===== PAGE EXCERPT
I use my "not best images" for stock and I get between $1 and $10 per sale and each picture sells numerous times. Yet your budget is $100, which will not make it worth it for any decent photographer. Microstock may in the end be the best place for you to look at.


----------



## CygnusStudios (Jul 20, 2009)

Imaginis said:


> NateS said:
> 
> 
> > Where are you getting those numbers from? Most professional photographers will charge between $1,000-$50,000 for exclusive rights to an image depending on its commercial value.
> ...


----------



## manaheim (Jul 20, 2009)

Not to jump on the bandwagon, but...

BAHAHAHHAHA...

Holy crap that's the funniest damned thing I've heard all day.

:LOL:


----------



## KmH (Jul 20, 2009)

Pretty amazing huh. :shock:


----------



## manaheim (Jul 20, 2009)

Yeah... as we say in my neck of the woods... "that's just... wicked awesome!"


----------



## max3k (Jul 21, 2009)

......buy a camera....take your own photos???


----------



## KmH (Jul 21, 2009)

max3k said:


> ......buy a camera....take your own photos???


$100 bucks don't buy much of a camera. ;-)


----------



## Chris of Arabia (Jul 21, 2009)

KmH said:


> max3k said:
> 
> 
> > ......buy a camera....take your own photos???
> ...



Which is fine, as they don't want much of a shot.

All jokes aside though, I think the message is clear enough for the OP, no point in labouring it.


----------



## c.cloudwalker (Jul 21, 2009)

My first thought was: what cave did this person crawled out of? :lmao:

My second thought was much more sinister: does this person actually know what it is he is doing? Meaning he is more than willing to take advantage of someone here who doesn't understand the market and would sell at such ridiculous rates just to be able to say: I made a sale.... :gah:


----------



## CygnusStudios (Jul 21, 2009)
==========
===== ROWS
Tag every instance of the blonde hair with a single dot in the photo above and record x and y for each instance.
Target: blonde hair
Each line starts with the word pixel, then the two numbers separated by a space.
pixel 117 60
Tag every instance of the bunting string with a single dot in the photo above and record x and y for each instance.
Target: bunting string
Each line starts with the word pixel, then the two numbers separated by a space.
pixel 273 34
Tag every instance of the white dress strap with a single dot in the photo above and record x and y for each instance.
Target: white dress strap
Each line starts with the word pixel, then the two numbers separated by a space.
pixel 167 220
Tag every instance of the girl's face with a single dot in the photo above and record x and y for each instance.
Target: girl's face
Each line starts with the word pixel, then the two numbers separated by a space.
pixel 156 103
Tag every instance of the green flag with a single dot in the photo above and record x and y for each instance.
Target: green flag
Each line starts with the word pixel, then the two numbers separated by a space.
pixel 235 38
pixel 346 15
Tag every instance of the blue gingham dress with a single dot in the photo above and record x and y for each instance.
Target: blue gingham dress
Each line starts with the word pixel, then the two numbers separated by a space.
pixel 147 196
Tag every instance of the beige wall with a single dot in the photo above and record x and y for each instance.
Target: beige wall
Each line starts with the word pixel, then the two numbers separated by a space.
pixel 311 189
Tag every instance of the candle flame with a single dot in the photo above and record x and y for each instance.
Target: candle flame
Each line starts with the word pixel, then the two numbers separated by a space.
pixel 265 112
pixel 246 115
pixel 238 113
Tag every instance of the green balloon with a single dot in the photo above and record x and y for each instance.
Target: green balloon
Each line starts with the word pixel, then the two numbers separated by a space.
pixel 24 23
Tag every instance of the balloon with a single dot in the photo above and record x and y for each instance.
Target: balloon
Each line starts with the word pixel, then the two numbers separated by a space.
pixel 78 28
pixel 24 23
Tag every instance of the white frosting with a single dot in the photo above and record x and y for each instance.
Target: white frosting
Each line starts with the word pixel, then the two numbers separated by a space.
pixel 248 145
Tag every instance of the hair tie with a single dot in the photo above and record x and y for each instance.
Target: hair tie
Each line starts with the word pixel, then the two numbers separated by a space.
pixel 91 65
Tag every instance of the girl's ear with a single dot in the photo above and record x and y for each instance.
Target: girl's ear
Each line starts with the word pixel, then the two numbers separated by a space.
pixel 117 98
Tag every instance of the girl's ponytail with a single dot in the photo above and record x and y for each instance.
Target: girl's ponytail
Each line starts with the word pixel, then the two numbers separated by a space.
==========
* PROBLEMS TO WORK ON:
1: For the forum thread on photo pricing, decide whether each statement agrees with it: (a) The first poster earns between $1 and $10 per sale for stock images. (b) KmH says $100 can buy a decent camera. (c) The post quoted from NateS says most professional photographers charge $1,000-$50,000 for exclusive rights to an image. Answer yes or no for each and quote the words that settle it.
2: Put this sentence from the forum thread on photo pricing into Spanish: "Microstock may in the end be the best place for you to look at."
3: Write what comes next in the forum thread on photo pricing, picking up right after its last line.

* IN RESPONSE:
1:
(a) Yes: "I get between $1 and $10 per sale"
(b) No: "$100 bucks don't buy much of a camera."
(c) Yes: "Most professional photographers will charge between $1,000-$50,000 for exclusive rights to an image depending on its commercial value."

2: Puede que, al final, el microstock sea el mejor lugar donde te convenga buscar.

3:
Uncle Fred with his DSLR or P&S will be more than happy to give away images for $100 and never look back. What surprises me more is the amount of real photographers who spend their time worrying about it. 
I hear the arguments about shooting for free or giving the images away for free and how it just kills the profession, yet I and countless other pro's continue to book paying jobs week in and week out. 
This is not a new thing, nor a new argument and tomorrow will bring even more things that will supposedly kill the profession.


----------



## musicaleCA (Jul 21, 2009)

If you have a good product with results people like and a good attitude, people will pay for it. If you don't, they won't. At it's core, it's that simple.


----------



## manaheim (Jul 21, 2009)

I think Chris kind of wanted us to stop flogging the point.


----------



## KmH (Jul 21, 2009)

manaheim said:


> I think Chris kind of wanted us to stop flogging the point.


Chris has the power to close the thread. 

Besides, the OP probably bailed after the first couple of replies to his thread.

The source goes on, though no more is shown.